## Check your understanding
#1 In the voluntary respirator use text, what does Amherst College provide at no cost to employees who want to wear them as a precaution?
#2 Reproduce the part of the voluntary respirator use text that opens with the words containing "If a College" and closes with "respirator fit test.".

Voluntary Respirator Use

Amherst College will provide filtering facepiece respirators (dust masks) at no cost to the employee for those who wishes to wear them as a precaution, as long as the conditions are not as such as would require the use of one. 

If a College employee would like to voluntarily wear an air purifying respirator with disposable cartridges they must notify Amherst College Environmental Health & Safety. The OSHA Respiratory Protection Standard (29 CFR 1910.134) requires all persons who are required to wear, or voluntarily wear, an air purifying to receive training, a medical evalutaion by a licensed physician or qualified health professional, and a respirator fit test.  

Any person who voluntarily wears a filtering facepiece respirator must reveiw the following mandatory information per the OSHA Standard 29 CFR 1910.134

 

Appendix D to Sec. 1910.134 (Mandatory) Information for Employees Using Respirators When Not Required Under the Standard 


Respirators are an effective method of protection against designated hazards when properly selected and worn. Respirator use is encouraged, even when exposures are below the exposure limit, to provide an additional level of comfort and protection for workers. However, if a respirator is used improperly or not kept clean, the respirator itself can become a hazard to the worker. Sometimes, workers may wear respirators to avoid exposures to hazards, even if the amount of hazardous substance does not exceed the limits set by OSHA standards. If your employer provides respirators for your voluntary use, or if you provide your own respirator, you need to take certain precautions to be sure that the respirator itself does not present a hazard.

## Provided records

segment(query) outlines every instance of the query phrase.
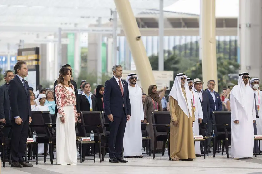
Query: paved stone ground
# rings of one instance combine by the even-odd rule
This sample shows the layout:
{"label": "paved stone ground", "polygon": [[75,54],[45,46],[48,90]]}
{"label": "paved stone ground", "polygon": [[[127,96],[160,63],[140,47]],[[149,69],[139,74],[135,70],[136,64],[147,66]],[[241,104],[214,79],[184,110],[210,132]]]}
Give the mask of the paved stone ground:
{"label": "paved stone ground", "polygon": [[[86,160],[80,163],[78,160],[77,166],[60,166],[50,164],[50,160],[44,163],[40,157],[38,164],[33,167],[14,169],[11,168],[8,163],[6,167],[2,167],[2,174],[64,174],[77,173],[193,173],[203,174],[210,173],[262,174],[262,155],[253,159],[235,160],[227,158],[226,156],[217,154],[213,158],[211,154],[204,159],[203,157],[197,157],[193,161],[172,161],[168,160],[167,152],[162,156],[157,154],[155,159],[147,155],[142,158],[127,159],[127,163],[112,164],[108,162],[108,155],[101,163],[97,155],[96,161]],[[54,161],[54,163],[55,161]]]}

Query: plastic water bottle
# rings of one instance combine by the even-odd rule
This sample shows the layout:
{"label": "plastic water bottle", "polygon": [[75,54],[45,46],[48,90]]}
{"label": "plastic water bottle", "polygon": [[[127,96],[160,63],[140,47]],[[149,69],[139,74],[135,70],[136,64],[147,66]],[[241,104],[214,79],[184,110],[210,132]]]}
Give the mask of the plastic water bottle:
{"label": "plastic water bottle", "polygon": [[91,141],[94,141],[94,132],[93,130],[92,130],[91,132],[90,133],[90,139]]}
{"label": "plastic water bottle", "polygon": [[34,142],[36,142],[36,132],[35,132],[35,130],[34,130],[34,132],[33,133],[33,139]]}

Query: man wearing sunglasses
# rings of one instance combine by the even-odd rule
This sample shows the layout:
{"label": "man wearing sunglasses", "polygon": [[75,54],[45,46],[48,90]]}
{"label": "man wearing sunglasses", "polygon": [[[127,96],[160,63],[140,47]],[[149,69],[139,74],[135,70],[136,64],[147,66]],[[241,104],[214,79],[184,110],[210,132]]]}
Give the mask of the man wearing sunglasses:
{"label": "man wearing sunglasses", "polygon": [[170,154],[172,161],[195,159],[192,127],[195,121],[192,93],[183,73],[176,76],[169,94]]}
{"label": "man wearing sunglasses", "polygon": [[[212,112],[213,111],[220,111],[222,110],[222,102],[220,98],[219,93],[215,91],[215,86],[216,83],[215,80],[210,80],[208,81],[208,89],[207,92],[208,95],[209,102],[209,119],[207,124],[207,134],[211,136],[212,135],[212,130],[213,130],[213,120],[212,117]],[[210,143],[209,143],[209,147],[208,147],[208,152],[211,152],[209,150],[211,147]]]}
{"label": "man wearing sunglasses", "polygon": [[230,93],[231,154],[236,159],[253,157],[256,108],[253,90],[248,85],[249,75],[247,73],[240,74],[238,84]]}
{"label": "man wearing sunglasses", "polygon": [[127,122],[124,135],[124,156],[125,157],[141,158],[142,131],[141,123],[144,122],[143,92],[137,85],[137,75],[131,73],[126,80],[131,106],[132,119]]}

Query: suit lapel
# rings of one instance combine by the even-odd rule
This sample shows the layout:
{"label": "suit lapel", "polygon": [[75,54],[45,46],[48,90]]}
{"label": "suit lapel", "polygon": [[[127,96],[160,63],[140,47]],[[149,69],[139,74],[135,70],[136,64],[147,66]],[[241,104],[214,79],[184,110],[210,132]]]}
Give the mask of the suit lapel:
{"label": "suit lapel", "polygon": [[[122,92],[121,92],[121,89],[120,89],[120,87],[119,86],[119,85],[118,85],[118,83],[117,82],[116,82],[116,79],[115,79],[115,77],[113,77],[113,78],[112,78],[112,80],[113,80],[113,83],[114,83],[115,84],[115,85],[116,85],[116,88],[118,89],[118,90],[119,91],[119,92],[120,93],[120,94],[121,94],[121,95],[122,95]],[[122,80],[122,79],[121,79],[121,80]],[[122,82],[123,82],[123,81],[122,81]],[[123,85],[123,86],[124,86]],[[125,90],[124,90],[124,93],[125,93]]]}
{"label": "suit lapel", "polygon": [[85,96],[85,95],[82,95],[82,97],[85,99],[85,100],[87,101],[88,103],[89,103],[89,102],[88,101],[88,100],[87,99],[87,98],[86,98],[86,96]]}
{"label": "suit lapel", "polygon": [[[16,78],[16,80],[17,80],[18,81],[18,83],[20,84],[22,86],[22,88],[24,89],[24,91],[26,95],[26,91],[25,91],[25,88],[24,87],[24,86],[23,83],[22,83],[22,81],[21,81],[21,80],[20,80],[20,79],[19,78],[19,77],[18,76],[16,76],[15,78]],[[25,85],[26,85],[26,83],[25,83]]]}

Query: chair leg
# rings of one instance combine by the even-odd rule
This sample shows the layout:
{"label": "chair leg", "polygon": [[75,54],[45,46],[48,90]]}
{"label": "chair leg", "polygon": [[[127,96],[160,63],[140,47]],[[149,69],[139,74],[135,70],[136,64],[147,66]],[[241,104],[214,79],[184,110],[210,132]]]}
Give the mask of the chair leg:
{"label": "chair leg", "polygon": [[50,157],[50,162],[51,163],[51,164],[53,164],[53,159],[54,158],[54,156],[53,156],[53,147],[52,144],[50,143],[49,145],[49,157]]}
{"label": "chair leg", "polygon": [[225,142],[226,153],[227,154],[227,157],[228,159],[228,140],[226,140]]}
{"label": "chair leg", "polygon": [[[5,151],[5,145],[4,145],[4,144],[3,146],[2,146],[2,147],[3,147],[3,151],[2,151],[2,152],[3,152],[3,153],[4,153],[4,151]],[[3,167],[5,167],[5,154],[3,154],[3,161],[2,162],[3,162]]]}
{"label": "chair leg", "polygon": [[[98,154],[99,155],[99,161],[100,161],[100,162],[102,162],[102,157],[101,157],[101,153],[102,153],[102,152],[101,152],[101,143],[99,142],[98,143],[98,144],[99,145],[99,153]],[[95,154],[94,154],[94,155]]]}
{"label": "chair leg", "polygon": [[155,138],[155,143],[154,143],[154,151],[153,152],[153,159],[155,159],[155,156],[156,155],[156,152],[157,151],[157,140],[156,138]]}
{"label": "chair leg", "polygon": [[165,147],[166,147],[166,141],[163,141],[163,147],[162,148],[162,156],[164,156],[165,153]]}
{"label": "chair leg", "polygon": [[171,160],[171,157],[170,157],[170,141],[167,142],[167,152],[168,153],[168,158],[169,160]]}
{"label": "chair leg", "polygon": [[[47,156],[47,149],[48,148],[48,144],[44,144],[44,163],[45,163],[46,161],[46,156]],[[38,152],[37,153],[38,153]]]}
{"label": "chair leg", "polygon": [[[29,145],[28,146],[27,145],[27,147],[28,148],[28,158],[27,163],[29,164],[30,159],[32,157],[32,153],[33,152],[33,146],[31,144]],[[29,149],[29,151],[28,150],[28,149]],[[26,153],[27,152],[26,149],[25,152]]]}
{"label": "chair leg", "polygon": [[216,152],[217,146],[218,141],[217,140],[216,138],[214,138],[214,148],[213,149],[213,157],[214,158],[216,156]]}
{"label": "chair leg", "polygon": [[225,141],[223,141],[223,142],[222,143],[222,150],[221,152],[221,154],[223,155],[224,154],[224,149],[225,148]]}
{"label": "chair leg", "polygon": [[102,154],[102,161],[104,161],[105,159],[105,147],[104,147],[103,148],[103,154]]}

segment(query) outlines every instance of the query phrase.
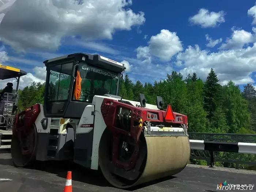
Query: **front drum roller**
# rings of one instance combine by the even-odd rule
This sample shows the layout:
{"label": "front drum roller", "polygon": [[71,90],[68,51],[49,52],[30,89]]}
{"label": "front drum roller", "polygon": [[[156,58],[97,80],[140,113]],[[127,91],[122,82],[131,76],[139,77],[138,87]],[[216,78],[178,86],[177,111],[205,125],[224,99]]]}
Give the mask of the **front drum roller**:
{"label": "front drum roller", "polygon": [[18,130],[13,133],[11,153],[15,165],[23,167],[34,161],[37,142],[37,131],[34,125],[26,132]]}
{"label": "front drum roller", "polygon": [[127,188],[173,176],[183,170],[188,162],[190,145],[185,135],[140,136],[141,141],[144,140],[146,143],[146,155],[139,170],[137,170],[141,173],[133,180],[117,176],[110,170],[112,135],[106,129],[102,136],[99,149],[99,166],[106,179],[117,188]]}

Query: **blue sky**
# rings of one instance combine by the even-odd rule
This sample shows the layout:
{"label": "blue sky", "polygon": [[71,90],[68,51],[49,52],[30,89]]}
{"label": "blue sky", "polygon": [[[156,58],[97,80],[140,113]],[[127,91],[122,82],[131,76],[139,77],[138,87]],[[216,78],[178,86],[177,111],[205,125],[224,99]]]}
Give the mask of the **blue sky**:
{"label": "blue sky", "polygon": [[79,52],[123,62],[134,82],[212,67],[222,85],[256,84],[255,1],[2,1],[0,60],[30,73],[22,87],[44,81],[45,60]]}

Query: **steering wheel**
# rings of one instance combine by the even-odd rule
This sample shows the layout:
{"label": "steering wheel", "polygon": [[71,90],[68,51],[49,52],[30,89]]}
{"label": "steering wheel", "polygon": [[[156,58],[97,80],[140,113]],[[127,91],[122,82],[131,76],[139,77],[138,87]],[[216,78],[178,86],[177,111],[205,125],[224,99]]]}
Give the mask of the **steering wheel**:
{"label": "steering wheel", "polygon": [[91,91],[87,89],[84,89],[83,90],[83,93],[85,93],[87,95],[90,95],[91,94]]}

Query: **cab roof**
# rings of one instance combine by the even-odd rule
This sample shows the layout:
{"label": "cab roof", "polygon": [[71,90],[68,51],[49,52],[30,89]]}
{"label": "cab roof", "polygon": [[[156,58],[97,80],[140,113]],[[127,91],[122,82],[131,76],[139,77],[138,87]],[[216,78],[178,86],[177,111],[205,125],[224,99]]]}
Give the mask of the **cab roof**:
{"label": "cab roof", "polygon": [[45,66],[54,64],[56,63],[63,62],[71,59],[80,61],[84,61],[89,64],[100,68],[116,72],[121,72],[126,69],[124,64],[109,59],[99,54],[91,54],[84,53],[76,53],[46,60],[44,61]]}
{"label": "cab roof", "polygon": [[17,68],[0,64],[0,79],[3,80],[27,75],[27,72]]}

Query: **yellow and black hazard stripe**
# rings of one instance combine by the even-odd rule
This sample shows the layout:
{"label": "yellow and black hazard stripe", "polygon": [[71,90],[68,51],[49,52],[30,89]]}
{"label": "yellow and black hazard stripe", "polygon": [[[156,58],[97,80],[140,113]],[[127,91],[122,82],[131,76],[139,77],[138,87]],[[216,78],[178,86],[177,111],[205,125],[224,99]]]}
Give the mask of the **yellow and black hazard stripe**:
{"label": "yellow and black hazard stripe", "polygon": [[4,65],[2,64],[0,64],[0,68],[2,69],[5,69],[10,70],[10,71],[16,71],[16,72],[20,72],[20,69],[17,69],[17,68],[14,68],[12,67],[10,67],[7,65]]}
{"label": "yellow and black hazard stripe", "polygon": [[142,127],[142,117],[140,117],[140,118],[139,120],[139,128],[140,129]]}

## Answers for the tasks
#1 Filtering facepiece respirators (dust masks).

#2
If a College employee would like to voluntarily wear an air purifying respirator with disposable cartridges they must notify Amherst College Environmental Health & Safety. The OSHA Respiratory Protection Standard (29 CFR 1910.134) requires all persons who are required to wear, or voluntarily wear, an air purifying to receive training, a medical evalutaion by a licensed physician or qualified health professional, and a respirator fit test.